## WRITTEN PROBLEM
Reproduce the following listing line for line, without altering any wording or coordinates. Omit the pictures from your reproduction.

Point annotation dataset listing:
:::

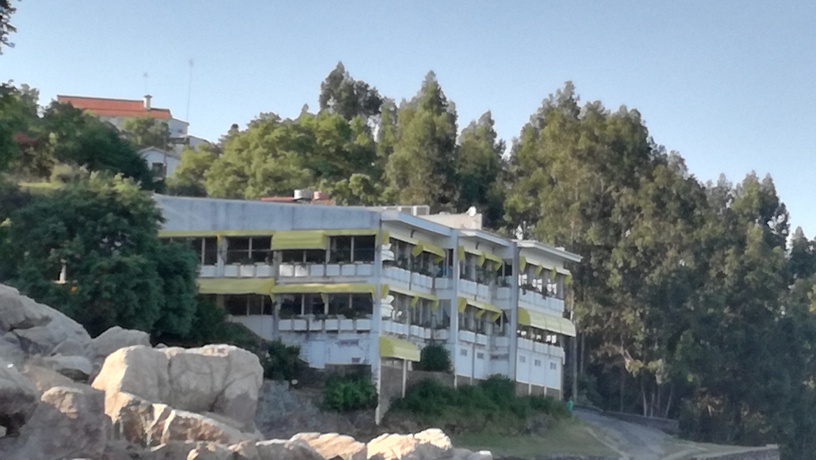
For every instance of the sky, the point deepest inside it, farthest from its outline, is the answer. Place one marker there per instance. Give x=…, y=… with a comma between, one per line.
x=730, y=85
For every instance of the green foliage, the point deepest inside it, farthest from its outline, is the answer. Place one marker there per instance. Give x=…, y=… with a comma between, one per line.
x=104, y=231
x=489, y=406
x=282, y=362
x=434, y=358
x=349, y=393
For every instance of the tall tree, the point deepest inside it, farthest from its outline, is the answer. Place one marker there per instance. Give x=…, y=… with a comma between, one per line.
x=342, y=95
x=6, y=10
x=422, y=168
x=480, y=169
x=104, y=232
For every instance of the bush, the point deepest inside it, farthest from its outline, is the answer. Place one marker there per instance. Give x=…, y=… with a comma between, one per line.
x=348, y=393
x=282, y=362
x=434, y=358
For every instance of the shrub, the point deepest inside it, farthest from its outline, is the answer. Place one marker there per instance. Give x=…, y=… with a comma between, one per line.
x=282, y=362
x=348, y=393
x=434, y=358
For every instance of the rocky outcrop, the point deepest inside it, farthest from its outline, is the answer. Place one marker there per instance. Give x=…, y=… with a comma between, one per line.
x=18, y=398
x=217, y=378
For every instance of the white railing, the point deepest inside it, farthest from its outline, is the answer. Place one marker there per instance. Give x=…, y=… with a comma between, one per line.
x=330, y=270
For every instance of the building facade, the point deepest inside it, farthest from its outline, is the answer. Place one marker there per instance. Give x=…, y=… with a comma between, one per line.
x=353, y=285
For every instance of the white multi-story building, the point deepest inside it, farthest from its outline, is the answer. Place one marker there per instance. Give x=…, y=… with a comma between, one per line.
x=353, y=285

:::

## EXERCISE OUTPUT
For every instance of the sky, the point deepest inside it, farthest from its outline, is the answer. Place one marker there per instance. Give x=…, y=… with a comma between, one per line.
x=730, y=85
For every instance of the green foliage, the point deepest inside it, farthest from its outline, is the answer. Place one marker there per instance. Give x=…, y=… with a comma between, one per line.
x=104, y=231
x=489, y=406
x=282, y=362
x=434, y=358
x=349, y=393
For every instance of the tall tree, the point deepest inside it, farthest from its outline, is the answer. Place one marker there per instance. Give x=…, y=… with a comma between, one per line.
x=342, y=95
x=6, y=10
x=422, y=168
x=480, y=169
x=104, y=232
For every instance of the bush, the point deepest inside it, farthest from its outline, is the answer. Place one marker there per instance. Give x=…, y=… with a comma between, one per line.
x=348, y=393
x=282, y=362
x=434, y=358
For every instance of the shrub, the point deepest inside it, farthest from its outline, is the answer. Place one marker there per instance. Give x=…, y=… with a comma between, one per line.
x=282, y=362
x=348, y=393
x=434, y=358
For every instance of the rocky outcrop, the point deepest inside it, farthest from its outline, is the answer. Place one marker there per instance. Give x=…, y=… with a comma between, one per line.
x=18, y=398
x=217, y=378
For every instance of the white railing, the point deepest inside it, farthest from its outline, is the answer. Place one marker there per instance. Give x=…, y=… with a comma between, one per line.
x=330, y=270
For every instance of the building facade, the point deepest inside it, farthest from its outline, is the answer. Place one marker there per instance. Give x=…, y=… with a comma between, one per line.
x=353, y=285
For every instance of the white multi-story building, the point deepest inside it, farthest from its outline, is the answer. Place one marker there per instance. Give x=…, y=… with a comma between, one per line.
x=353, y=285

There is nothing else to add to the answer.